Written request: Rewrite the entries from their beginning through the line holding "[[765, 159, 800, 178]]", inclusive, as a Markdown table with the columns "Row" and "Content", one numbered row per line, skipping blank lines and omitting the pictures.

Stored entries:

····················

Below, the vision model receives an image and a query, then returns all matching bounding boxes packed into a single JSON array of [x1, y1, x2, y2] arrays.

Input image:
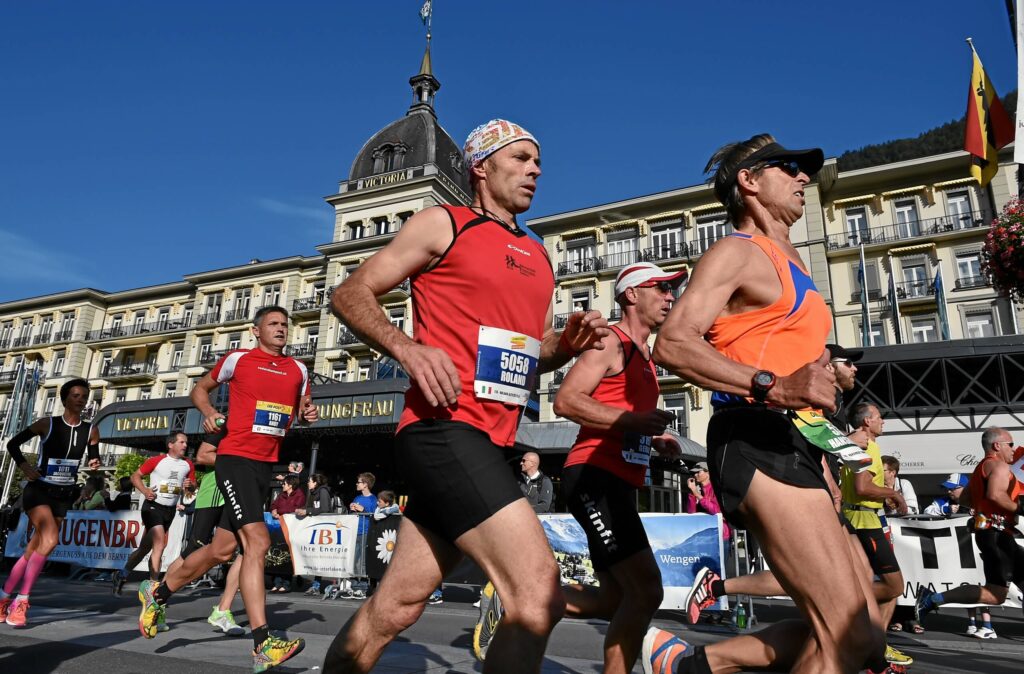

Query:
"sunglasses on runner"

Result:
[[765, 159, 800, 178]]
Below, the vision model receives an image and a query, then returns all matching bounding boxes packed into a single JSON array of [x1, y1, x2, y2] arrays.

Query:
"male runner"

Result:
[[643, 134, 884, 674], [138, 306, 317, 672], [915, 426, 1024, 616], [554, 262, 686, 674], [0, 379, 99, 627], [112, 432, 196, 594], [324, 120, 607, 674]]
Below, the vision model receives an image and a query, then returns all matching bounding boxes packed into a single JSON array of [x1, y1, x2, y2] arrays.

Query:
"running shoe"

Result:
[[684, 566, 721, 625], [640, 627, 693, 674], [138, 581, 163, 639], [886, 645, 913, 667], [473, 581, 505, 663], [206, 606, 246, 636], [253, 634, 306, 674], [111, 568, 128, 595], [913, 587, 939, 623], [7, 599, 29, 628], [972, 627, 998, 639]]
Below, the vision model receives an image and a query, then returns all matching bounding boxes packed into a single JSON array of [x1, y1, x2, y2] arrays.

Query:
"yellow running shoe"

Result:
[[138, 581, 164, 639], [253, 634, 306, 674], [886, 645, 913, 667]]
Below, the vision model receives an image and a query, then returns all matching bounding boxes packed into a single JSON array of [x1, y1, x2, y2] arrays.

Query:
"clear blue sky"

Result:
[[0, 0, 1016, 301]]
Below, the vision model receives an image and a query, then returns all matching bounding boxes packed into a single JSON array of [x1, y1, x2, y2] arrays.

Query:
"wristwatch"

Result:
[[751, 370, 777, 403]]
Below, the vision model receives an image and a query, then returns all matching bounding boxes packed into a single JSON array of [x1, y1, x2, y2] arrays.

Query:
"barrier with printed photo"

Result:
[[4, 510, 185, 571], [540, 512, 728, 610]]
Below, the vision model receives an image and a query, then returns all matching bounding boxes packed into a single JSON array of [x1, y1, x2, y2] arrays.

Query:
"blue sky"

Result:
[[0, 0, 1016, 301]]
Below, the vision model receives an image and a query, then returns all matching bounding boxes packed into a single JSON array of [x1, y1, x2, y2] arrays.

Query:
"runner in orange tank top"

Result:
[[555, 262, 686, 674], [914, 426, 1024, 616], [324, 120, 608, 672], [641, 134, 886, 674]]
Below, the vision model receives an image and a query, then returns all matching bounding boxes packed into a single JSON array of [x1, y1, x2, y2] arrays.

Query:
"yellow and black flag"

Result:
[[964, 40, 1014, 186]]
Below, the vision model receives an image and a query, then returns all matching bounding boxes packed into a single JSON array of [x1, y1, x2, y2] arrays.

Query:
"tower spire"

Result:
[[408, 0, 441, 117]]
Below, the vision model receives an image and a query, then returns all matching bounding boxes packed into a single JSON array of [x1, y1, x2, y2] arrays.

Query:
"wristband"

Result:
[[558, 330, 580, 357]]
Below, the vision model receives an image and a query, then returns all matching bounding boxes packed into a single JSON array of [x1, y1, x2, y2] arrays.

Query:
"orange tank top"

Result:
[[565, 326, 660, 487], [968, 456, 1017, 529], [707, 231, 833, 407]]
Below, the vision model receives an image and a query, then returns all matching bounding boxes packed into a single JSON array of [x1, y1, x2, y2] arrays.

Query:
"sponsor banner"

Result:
[[540, 513, 728, 610], [889, 517, 1021, 608], [4, 510, 185, 571], [274, 514, 359, 578]]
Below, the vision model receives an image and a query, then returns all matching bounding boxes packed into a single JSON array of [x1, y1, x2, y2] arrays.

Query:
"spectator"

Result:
[[103, 475, 134, 512], [686, 461, 732, 542], [519, 452, 554, 513], [75, 477, 104, 510], [925, 473, 971, 517], [882, 455, 921, 515], [374, 490, 401, 519]]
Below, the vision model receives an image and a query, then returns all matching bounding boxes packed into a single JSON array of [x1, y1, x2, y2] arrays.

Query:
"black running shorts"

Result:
[[214, 455, 273, 532], [562, 464, 650, 572], [395, 419, 523, 543], [974, 529, 1024, 587], [854, 522, 899, 576], [708, 406, 831, 529], [22, 479, 79, 518], [139, 501, 177, 532]]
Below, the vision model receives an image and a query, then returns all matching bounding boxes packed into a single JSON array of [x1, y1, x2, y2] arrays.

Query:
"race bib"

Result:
[[43, 459, 78, 486], [253, 401, 292, 436], [623, 432, 653, 466], [473, 326, 541, 406]]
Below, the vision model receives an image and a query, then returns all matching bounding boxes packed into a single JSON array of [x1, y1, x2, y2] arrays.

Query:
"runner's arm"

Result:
[[654, 237, 836, 410], [554, 332, 675, 435], [983, 461, 1018, 512]]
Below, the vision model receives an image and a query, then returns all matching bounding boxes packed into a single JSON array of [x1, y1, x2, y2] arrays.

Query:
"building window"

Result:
[[893, 197, 921, 239], [857, 320, 886, 346], [693, 213, 732, 255], [846, 206, 871, 246], [910, 315, 939, 344], [964, 308, 995, 339], [650, 221, 683, 260], [946, 189, 972, 229]]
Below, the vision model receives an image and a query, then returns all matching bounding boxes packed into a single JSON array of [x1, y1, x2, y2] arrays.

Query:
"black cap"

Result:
[[715, 142, 825, 204], [825, 344, 864, 363]]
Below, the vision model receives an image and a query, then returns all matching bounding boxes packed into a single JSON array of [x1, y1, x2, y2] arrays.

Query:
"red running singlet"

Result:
[[565, 326, 660, 487], [398, 206, 555, 447]]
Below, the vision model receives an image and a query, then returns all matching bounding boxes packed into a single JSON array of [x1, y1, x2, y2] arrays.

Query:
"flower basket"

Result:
[[981, 199, 1024, 302]]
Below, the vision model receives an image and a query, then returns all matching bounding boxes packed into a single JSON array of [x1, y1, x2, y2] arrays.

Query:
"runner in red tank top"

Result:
[[915, 426, 1024, 616], [555, 262, 686, 672], [324, 120, 608, 672]]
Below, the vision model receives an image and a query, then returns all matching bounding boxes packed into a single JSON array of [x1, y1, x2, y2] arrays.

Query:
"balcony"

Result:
[[954, 277, 992, 290], [285, 342, 316, 361], [85, 319, 191, 341], [196, 309, 220, 327], [100, 363, 157, 382], [827, 206, 988, 250], [896, 279, 935, 301]]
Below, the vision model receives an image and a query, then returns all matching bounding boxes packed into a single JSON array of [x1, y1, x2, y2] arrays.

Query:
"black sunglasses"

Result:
[[764, 159, 801, 178]]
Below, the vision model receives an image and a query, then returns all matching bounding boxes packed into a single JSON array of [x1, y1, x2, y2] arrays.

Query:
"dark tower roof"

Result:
[[348, 45, 472, 195]]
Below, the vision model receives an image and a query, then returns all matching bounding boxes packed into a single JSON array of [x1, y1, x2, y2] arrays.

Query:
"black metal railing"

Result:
[[896, 279, 935, 300], [100, 363, 157, 378], [954, 277, 992, 290], [285, 342, 316, 359], [85, 319, 190, 341], [828, 211, 989, 250], [196, 309, 220, 326]]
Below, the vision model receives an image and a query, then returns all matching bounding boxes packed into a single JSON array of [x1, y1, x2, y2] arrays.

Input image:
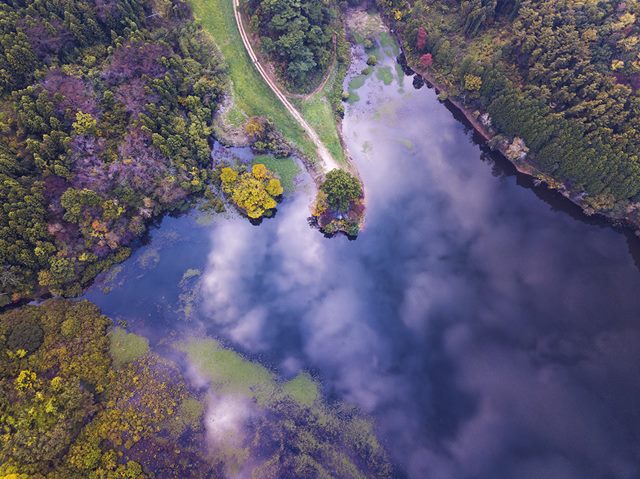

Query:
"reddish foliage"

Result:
[[103, 43, 171, 84], [116, 78, 159, 116], [43, 175, 69, 215], [109, 130, 167, 192], [18, 19, 73, 63], [416, 27, 427, 52], [70, 136, 111, 193], [420, 53, 433, 68], [42, 70, 98, 115]]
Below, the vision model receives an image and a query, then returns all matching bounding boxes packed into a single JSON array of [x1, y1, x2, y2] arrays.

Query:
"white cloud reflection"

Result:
[[194, 69, 640, 479]]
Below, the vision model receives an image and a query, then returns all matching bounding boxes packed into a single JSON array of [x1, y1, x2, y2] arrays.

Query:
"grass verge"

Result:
[[190, 0, 317, 159], [253, 155, 300, 193]]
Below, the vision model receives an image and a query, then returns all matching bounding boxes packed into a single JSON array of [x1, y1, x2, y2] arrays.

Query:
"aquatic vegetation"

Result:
[[109, 327, 149, 368], [177, 339, 392, 479], [376, 66, 393, 85], [282, 373, 320, 406], [253, 155, 300, 193], [311, 170, 364, 237], [0, 300, 215, 479], [0, 0, 226, 303]]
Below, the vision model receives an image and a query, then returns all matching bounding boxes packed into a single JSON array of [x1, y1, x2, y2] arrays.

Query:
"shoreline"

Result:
[[382, 30, 640, 237]]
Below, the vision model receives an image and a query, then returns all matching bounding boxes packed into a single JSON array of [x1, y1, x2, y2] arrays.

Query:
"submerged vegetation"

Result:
[[220, 163, 284, 220], [178, 339, 392, 479], [312, 170, 364, 237], [378, 0, 640, 224], [0, 0, 225, 303], [0, 300, 213, 479]]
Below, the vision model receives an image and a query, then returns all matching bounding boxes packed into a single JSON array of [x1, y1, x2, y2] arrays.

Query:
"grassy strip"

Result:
[[253, 155, 300, 192], [295, 91, 346, 164], [190, 0, 316, 158], [294, 25, 350, 165]]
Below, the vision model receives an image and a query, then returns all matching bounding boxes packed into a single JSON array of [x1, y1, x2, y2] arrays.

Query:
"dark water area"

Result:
[[86, 47, 640, 479]]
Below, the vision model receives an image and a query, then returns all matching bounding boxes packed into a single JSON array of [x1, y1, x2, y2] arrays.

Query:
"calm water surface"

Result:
[[86, 47, 640, 479]]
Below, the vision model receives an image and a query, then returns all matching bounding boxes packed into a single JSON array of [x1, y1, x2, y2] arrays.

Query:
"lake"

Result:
[[85, 34, 640, 479]]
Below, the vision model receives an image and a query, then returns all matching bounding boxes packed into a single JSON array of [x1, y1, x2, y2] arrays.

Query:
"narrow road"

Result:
[[233, 0, 340, 173]]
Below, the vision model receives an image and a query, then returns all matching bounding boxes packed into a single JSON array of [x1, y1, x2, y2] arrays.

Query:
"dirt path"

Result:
[[233, 0, 340, 172]]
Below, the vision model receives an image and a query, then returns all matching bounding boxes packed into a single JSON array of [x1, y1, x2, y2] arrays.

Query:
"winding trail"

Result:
[[233, 0, 340, 173]]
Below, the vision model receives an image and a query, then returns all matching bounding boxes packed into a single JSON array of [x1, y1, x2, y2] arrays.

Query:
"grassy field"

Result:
[[190, 0, 317, 159], [253, 155, 300, 192]]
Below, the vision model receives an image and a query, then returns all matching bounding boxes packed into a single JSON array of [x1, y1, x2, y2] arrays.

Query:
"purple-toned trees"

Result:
[[42, 70, 98, 116], [103, 43, 171, 84]]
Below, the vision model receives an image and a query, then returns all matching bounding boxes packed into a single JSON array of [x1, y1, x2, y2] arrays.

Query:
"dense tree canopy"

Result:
[[247, 0, 336, 89], [0, 0, 224, 303], [320, 169, 362, 213], [378, 0, 640, 219]]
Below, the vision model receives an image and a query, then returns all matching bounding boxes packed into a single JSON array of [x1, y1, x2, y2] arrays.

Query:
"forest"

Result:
[[0, 299, 391, 479], [246, 0, 337, 91], [0, 0, 226, 304], [378, 0, 640, 221]]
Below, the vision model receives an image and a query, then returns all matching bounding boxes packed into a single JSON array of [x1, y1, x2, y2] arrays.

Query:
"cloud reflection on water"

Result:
[[198, 69, 640, 479]]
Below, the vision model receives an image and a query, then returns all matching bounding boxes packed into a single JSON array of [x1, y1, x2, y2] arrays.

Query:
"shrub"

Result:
[[320, 169, 362, 213]]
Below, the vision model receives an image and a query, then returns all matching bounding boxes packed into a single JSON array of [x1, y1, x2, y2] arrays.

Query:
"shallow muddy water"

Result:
[[86, 42, 640, 479]]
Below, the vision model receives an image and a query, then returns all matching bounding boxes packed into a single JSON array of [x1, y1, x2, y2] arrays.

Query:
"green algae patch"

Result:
[[252, 155, 300, 193], [282, 373, 320, 406], [178, 339, 276, 404], [376, 67, 393, 85], [398, 138, 415, 150], [109, 328, 149, 368]]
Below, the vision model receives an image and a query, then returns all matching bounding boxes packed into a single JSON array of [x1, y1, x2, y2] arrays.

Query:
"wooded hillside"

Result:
[[0, 0, 224, 304]]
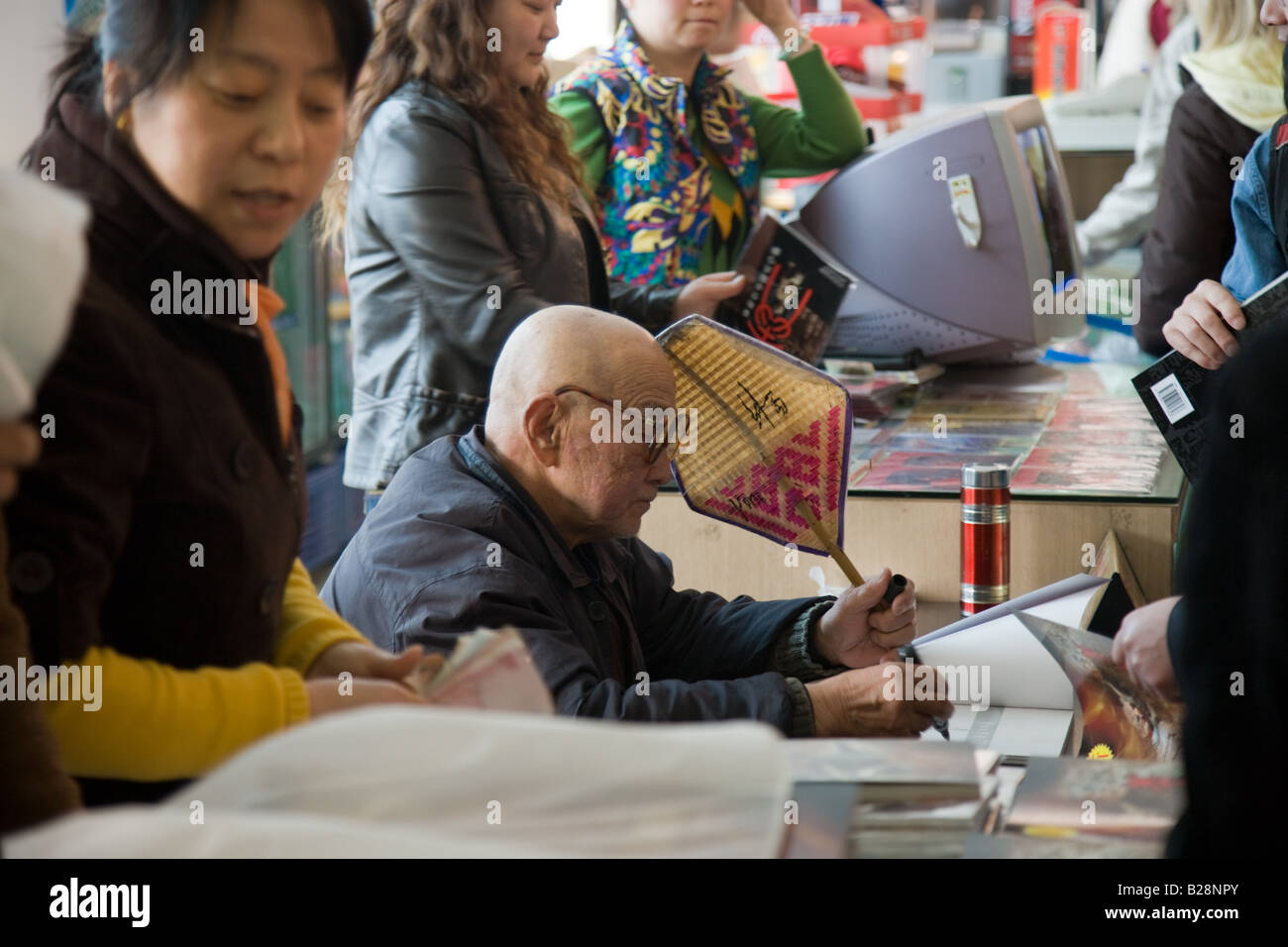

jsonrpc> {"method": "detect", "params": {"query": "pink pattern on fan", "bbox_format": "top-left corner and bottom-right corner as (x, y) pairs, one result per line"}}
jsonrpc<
(704, 406), (845, 543)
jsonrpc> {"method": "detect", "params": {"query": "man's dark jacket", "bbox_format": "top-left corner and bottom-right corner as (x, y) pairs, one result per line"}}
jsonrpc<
(322, 427), (834, 736)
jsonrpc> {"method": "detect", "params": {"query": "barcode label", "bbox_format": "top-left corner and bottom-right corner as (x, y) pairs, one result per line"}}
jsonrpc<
(1149, 374), (1194, 424)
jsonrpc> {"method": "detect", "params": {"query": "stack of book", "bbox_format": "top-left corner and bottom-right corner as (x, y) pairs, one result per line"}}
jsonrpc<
(787, 740), (1000, 858)
(967, 758), (1185, 858)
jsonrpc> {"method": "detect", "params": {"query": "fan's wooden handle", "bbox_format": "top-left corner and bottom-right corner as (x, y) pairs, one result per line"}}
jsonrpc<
(778, 476), (890, 612)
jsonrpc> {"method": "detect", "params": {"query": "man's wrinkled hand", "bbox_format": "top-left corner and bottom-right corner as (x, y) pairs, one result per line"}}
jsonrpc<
(812, 569), (917, 668)
(1112, 595), (1181, 701)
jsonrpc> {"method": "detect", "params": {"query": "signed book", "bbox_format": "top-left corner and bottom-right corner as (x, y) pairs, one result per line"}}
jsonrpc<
(716, 217), (851, 365)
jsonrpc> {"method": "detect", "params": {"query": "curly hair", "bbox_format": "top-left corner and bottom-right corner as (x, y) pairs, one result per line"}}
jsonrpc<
(321, 0), (581, 243)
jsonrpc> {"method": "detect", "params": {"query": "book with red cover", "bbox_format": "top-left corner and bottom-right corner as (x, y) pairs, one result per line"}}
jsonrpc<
(716, 217), (851, 365)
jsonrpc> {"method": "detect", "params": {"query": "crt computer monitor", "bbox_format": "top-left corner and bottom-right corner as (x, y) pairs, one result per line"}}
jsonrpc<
(790, 95), (1086, 364)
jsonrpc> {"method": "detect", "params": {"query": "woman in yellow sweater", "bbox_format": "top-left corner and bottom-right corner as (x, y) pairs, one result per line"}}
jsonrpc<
(5, 0), (419, 804)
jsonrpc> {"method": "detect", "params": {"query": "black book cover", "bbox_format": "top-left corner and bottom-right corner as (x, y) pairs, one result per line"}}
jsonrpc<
(1132, 273), (1288, 481)
(716, 217), (850, 365)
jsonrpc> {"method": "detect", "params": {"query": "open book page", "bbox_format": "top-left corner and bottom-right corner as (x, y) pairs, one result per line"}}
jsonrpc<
(921, 703), (1076, 762)
(1019, 614), (1181, 760)
(914, 613), (1074, 710)
(1022, 583), (1108, 627)
(914, 573), (1109, 651)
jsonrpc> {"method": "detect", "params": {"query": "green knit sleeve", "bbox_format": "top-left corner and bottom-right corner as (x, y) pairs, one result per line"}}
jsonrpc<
(550, 89), (608, 193)
(747, 47), (868, 177)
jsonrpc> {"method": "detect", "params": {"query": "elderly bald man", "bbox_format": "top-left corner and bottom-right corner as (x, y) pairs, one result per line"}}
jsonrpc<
(322, 307), (952, 736)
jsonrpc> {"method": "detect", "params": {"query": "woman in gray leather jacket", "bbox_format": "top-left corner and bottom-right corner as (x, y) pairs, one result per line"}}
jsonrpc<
(325, 0), (743, 493)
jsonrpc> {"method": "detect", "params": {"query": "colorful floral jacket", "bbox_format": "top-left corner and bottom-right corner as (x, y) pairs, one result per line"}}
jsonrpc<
(551, 21), (760, 286)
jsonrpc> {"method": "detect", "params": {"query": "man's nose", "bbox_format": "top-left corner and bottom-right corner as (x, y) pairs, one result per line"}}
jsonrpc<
(648, 451), (671, 487)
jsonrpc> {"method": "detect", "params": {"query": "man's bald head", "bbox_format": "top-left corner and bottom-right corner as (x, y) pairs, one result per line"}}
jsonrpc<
(483, 305), (675, 546)
(484, 305), (674, 440)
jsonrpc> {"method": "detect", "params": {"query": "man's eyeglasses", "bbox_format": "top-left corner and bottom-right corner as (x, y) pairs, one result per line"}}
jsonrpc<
(554, 385), (680, 467)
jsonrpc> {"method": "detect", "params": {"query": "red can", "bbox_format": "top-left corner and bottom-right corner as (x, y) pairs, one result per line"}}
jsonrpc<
(961, 464), (1012, 614)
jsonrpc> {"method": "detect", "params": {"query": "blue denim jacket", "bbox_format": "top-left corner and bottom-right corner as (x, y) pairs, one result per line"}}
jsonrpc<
(1221, 132), (1288, 303)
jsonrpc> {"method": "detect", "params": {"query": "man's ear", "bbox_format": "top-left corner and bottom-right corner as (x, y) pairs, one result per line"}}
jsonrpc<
(103, 59), (134, 116)
(523, 394), (567, 467)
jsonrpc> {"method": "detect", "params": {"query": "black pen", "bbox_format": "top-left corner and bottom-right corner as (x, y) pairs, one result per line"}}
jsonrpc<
(881, 573), (950, 740)
(899, 644), (952, 740)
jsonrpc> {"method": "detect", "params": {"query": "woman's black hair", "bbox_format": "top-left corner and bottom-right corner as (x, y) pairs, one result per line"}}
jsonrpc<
(51, 0), (373, 117)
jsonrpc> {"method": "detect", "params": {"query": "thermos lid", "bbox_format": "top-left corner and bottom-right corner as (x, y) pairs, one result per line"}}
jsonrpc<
(962, 464), (1012, 489)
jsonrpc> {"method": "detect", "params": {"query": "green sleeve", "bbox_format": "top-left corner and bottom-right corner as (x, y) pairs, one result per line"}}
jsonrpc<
(550, 90), (608, 193)
(747, 47), (868, 177)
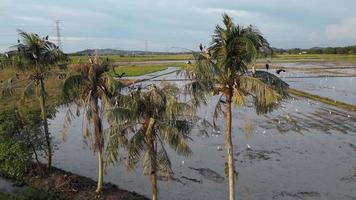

····················

Solution to the problem:
| Row | Content |
|---|---|
| 1 | Below, the vision model receives an image and a query, then returns all matching bounding boxes packed into a single JSON array of [x1, y1, x2, y2] arrays. |
| 2 | Input image: |
| 3 | Query: |
| 4 | "sunglasses on runner" |
| 5 | Result: |
| 6 | [[765, 159, 800, 178]] |